GIVEN TASK: Output all records precisely as written.

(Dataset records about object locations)

——

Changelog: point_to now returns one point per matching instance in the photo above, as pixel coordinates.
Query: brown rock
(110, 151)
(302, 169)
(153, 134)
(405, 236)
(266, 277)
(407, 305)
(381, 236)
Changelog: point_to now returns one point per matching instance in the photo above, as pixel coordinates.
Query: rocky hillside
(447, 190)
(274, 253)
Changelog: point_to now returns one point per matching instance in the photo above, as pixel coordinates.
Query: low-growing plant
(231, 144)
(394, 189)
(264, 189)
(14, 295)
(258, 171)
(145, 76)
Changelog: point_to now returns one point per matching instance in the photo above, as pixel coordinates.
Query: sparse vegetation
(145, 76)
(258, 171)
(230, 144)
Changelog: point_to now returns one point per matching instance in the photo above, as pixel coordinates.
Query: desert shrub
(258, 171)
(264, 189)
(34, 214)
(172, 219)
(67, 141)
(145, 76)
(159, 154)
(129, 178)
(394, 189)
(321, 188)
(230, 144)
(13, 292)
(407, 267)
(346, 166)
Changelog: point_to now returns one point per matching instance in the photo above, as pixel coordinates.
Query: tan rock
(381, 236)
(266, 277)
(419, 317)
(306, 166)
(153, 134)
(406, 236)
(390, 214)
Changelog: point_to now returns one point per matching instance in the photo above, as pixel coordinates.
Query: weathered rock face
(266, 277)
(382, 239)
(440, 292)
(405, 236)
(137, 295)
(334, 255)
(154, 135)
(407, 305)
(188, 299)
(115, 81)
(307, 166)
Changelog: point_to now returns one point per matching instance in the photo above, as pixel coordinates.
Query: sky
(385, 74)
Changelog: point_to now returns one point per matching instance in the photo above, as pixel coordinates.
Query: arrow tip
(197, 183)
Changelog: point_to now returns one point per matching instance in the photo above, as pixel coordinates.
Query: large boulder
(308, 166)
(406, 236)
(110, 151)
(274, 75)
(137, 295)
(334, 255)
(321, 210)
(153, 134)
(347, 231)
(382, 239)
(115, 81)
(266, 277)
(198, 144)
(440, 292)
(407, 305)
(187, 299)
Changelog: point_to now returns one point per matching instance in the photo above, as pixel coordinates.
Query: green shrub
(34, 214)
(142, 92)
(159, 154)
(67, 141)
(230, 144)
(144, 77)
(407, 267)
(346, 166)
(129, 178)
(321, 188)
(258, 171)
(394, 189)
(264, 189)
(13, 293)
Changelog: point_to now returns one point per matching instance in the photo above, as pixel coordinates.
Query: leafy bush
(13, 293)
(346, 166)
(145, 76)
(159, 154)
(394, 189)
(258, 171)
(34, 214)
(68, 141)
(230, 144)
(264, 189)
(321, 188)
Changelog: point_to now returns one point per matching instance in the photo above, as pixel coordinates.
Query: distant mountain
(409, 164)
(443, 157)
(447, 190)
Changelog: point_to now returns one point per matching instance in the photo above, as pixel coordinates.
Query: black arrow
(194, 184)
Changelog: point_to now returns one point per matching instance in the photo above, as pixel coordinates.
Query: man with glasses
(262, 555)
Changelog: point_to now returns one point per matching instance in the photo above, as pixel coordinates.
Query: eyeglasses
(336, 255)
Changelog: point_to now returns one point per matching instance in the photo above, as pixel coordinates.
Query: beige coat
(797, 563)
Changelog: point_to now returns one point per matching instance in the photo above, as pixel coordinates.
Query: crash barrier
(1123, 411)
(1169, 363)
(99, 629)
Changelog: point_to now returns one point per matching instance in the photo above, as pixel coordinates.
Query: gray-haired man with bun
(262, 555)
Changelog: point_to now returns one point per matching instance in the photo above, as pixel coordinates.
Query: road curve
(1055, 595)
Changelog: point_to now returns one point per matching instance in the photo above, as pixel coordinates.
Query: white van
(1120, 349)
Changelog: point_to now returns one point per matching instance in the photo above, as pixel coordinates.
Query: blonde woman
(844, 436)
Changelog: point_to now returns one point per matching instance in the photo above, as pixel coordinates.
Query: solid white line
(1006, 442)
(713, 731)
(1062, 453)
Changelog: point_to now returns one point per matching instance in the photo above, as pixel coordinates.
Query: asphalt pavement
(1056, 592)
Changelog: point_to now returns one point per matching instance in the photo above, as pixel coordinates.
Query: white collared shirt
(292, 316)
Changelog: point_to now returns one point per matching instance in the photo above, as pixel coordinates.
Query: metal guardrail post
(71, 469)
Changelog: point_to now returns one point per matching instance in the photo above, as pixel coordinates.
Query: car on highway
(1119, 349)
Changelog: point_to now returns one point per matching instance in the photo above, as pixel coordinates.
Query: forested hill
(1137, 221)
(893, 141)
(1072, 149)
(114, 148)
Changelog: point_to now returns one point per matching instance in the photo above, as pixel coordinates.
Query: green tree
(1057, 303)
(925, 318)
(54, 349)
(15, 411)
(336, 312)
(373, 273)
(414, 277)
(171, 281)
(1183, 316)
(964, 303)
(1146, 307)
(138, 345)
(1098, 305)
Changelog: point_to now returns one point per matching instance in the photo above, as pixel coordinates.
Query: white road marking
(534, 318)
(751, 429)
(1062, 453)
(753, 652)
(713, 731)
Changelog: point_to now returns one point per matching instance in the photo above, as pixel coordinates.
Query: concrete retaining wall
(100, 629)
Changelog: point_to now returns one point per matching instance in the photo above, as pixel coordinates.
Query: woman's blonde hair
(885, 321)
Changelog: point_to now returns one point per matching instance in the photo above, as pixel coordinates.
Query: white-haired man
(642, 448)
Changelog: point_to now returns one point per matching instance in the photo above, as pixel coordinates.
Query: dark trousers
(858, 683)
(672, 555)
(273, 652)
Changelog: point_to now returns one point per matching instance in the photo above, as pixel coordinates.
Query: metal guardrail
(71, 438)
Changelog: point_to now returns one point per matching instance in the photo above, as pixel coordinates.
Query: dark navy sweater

——

REPLY TO THE TASK:
Changelog: point_to now returns one point per matching instance in the photo above, as pixel coordinates.
Query: brown rock
(110, 151)
(302, 169)
(153, 134)
(405, 236)
(266, 277)
(407, 305)
(381, 236)
Changelog: point_to now returns one point per matching instance in the photo above, as pixel coordinates.
Query: rocky hillside
(447, 190)
(274, 253)
Changelog: point_to now returns one point per matching instance in the photo above, as pixel coordinates.
Query: low-growing plant
(231, 144)
(394, 189)
(264, 189)
(14, 295)
(258, 171)
(145, 76)
Changelog: point_to now returns one point per matching instance in the photo above, as pixel coordinates.
Query: sparse vegetation
(145, 76)
(258, 171)
(230, 144)
Changelog: point_to now returns one point per matching instance in the photo above, as pixel coordinates.
Query: desert shrub
(258, 171)
(264, 189)
(34, 214)
(172, 219)
(67, 141)
(145, 76)
(159, 154)
(129, 178)
(394, 189)
(321, 188)
(230, 144)
(13, 292)
(407, 267)
(346, 166)
Changelog: point_to now returns one point per matching instance in the photo above, as pixel coordinates.
Query: tan rock
(381, 236)
(266, 277)
(419, 317)
(306, 166)
(153, 134)
(406, 236)
(390, 214)
Changelog: point_to now returns one point per matching instance in the photo above, as pixel coordinates.
Query: weathered rock face
(266, 277)
(382, 239)
(440, 292)
(405, 236)
(137, 295)
(334, 255)
(154, 135)
(407, 305)
(188, 299)
(115, 81)
(307, 166)
Changelog: point_to now returns one point per matching instance in the photo above, as pixel coordinates.
Query: sky
(385, 74)
Changelog: point_to now returns one point per matching instance in the photo above, as pixel coordinates.
Query: arrow tip
(197, 183)
Changelog: point_to now returns one point per matching instance in the photo above, as pixel coordinates.
Query: large boulder
(308, 166)
(406, 236)
(110, 151)
(274, 75)
(137, 295)
(334, 255)
(321, 210)
(153, 134)
(347, 231)
(382, 239)
(115, 81)
(266, 277)
(198, 144)
(440, 292)
(407, 305)
(187, 299)
Changelog: point_to now returns one point per matching instance in the photo above, as pixel coordinates.
Query: green shrub
(34, 214)
(142, 92)
(159, 154)
(67, 141)
(230, 144)
(144, 77)
(407, 267)
(346, 166)
(129, 178)
(321, 188)
(258, 171)
(394, 189)
(264, 189)
(13, 293)
Changelog: point_to now returns one point per matching instance in the photo above, as pixel coordinates.
Query: leafy bush
(13, 293)
(346, 166)
(145, 76)
(159, 154)
(394, 189)
(258, 171)
(34, 214)
(68, 141)
(230, 144)
(264, 189)
(321, 188)
Changelog: point_to now returns one point per matching instance in the photo above, as pixel coordinates.
Query: distant mountain
(409, 164)
(443, 157)
(447, 190)
Changelog: point_to now returns one point per matching instance in the photo above, as pixel coordinates.
Query: black arrow
(194, 184)
Changelog: point_to now returns one point per matching instance in the photo above, as pixel coordinates.
Query: man with glasses
(262, 555)
Changelog: point_to now returns one point per matching instance in the photo above, as pixel coordinates.
Query: eyeglasses
(336, 255)
Changelog: point_to now returns one point per matching instance in the photo above, as pixel coordinates.
Query: beige coat
(797, 563)
Changelog: point_to now returns one point per matching instance in the photo above, as pixel coordinates.
Query: crash barrier
(1123, 411)
(1169, 363)
(99, 629)
Changelog: point_to now returns one point per matching instance in the photo above, as pixel coordinates.
Query: gray-haired man with bun
(262, 555)
Changelog: point_to now returns one point per matching instance in the photo above, as pixel coordinates.
Query: road curve
(1055, 595)
Changelog: point_to now returns one point per matching instance in the photo above, as pixel coordinates.
Query: white van
(1120, 349)
Changelog: point_to now returns one point per matching instance in the photo above, as pixel coordinates.
Query: blonde woman
(844, 436)
Changelog: point_to now returns one point per matching instance in the photo above, as pixel coordinates.
Query: solid white line
(1006, 442)
(713, 731)
(1062, 453)
Changelog: point_to now returns one point per matching instance in the photo above, as pixel coordinates.
Query: asphalt pavement
(1056, 592)
Changelog: point_to now returns one point per matching instance in the photo above, as pixel coordinates.
Query: white collared shirt
(292, 316)
Changelog: point_to now returns one point per matching instance in the photo above, as pixel coordinates.
Query: metal guardrail post
(71, 469)
Changelog: point_to now returns one point per matching instance in the photo above, as pixel coordinates.
Query: car on highway
(1119, 349)
Changelog: point_to now returns one point per matching instance in the photo above, as pixel coordinates.
Query: forested hill
(1137, 221)
(893, 141)
(1072, 149)
(114, 148)
Changelog: point_to now returns one point per matching instance in the photo above, as pixel coordinates.
Query: green tree
(1057, 303)
(925, 318)
(54, 349)
(15, 411)
(336, 312)
(373, 273)
(414, 277)
(171, 281)
(1183, 316)
(964, 303)
(1146, 307)
(138, 345)
(1098, 305)
Changelog: point_to now returns one point per matching instance in the photo above, as pixel coordinates.
Query: white road marking
(534, 318)
(751, 429)
(1062, 453)
(753, 652)
(713, 731)
Changelog: point_to now returns one point per matching instance in the photo above, as pixel coordinates.
Query: concrete retaining wall
(100, 629)
Changelog: point_to now returns one point per matching instance in the photo above, as pixel coordinates.
Query: woman's blonde hair
(885, 321)
Changelog: point_to now returns one point per matching instance in the photo above, as pixel coordinates.
Query: white-haired man
(642, 448)
Changelog: point_to now returns one point per matching instance in the photo above, as pixel coordinates.
Query: dark trousers
(858, 683)
(672, 555)
(273, 652)
Changelog: point_to now returns one point per matching instance in the photo above, as pixel coordinates.
Query: metal guardrail
(71, 438)
Changelog: point_to now returns one point per matching instance in the photo above, as pixel coordinates.
Query: dark navy sweater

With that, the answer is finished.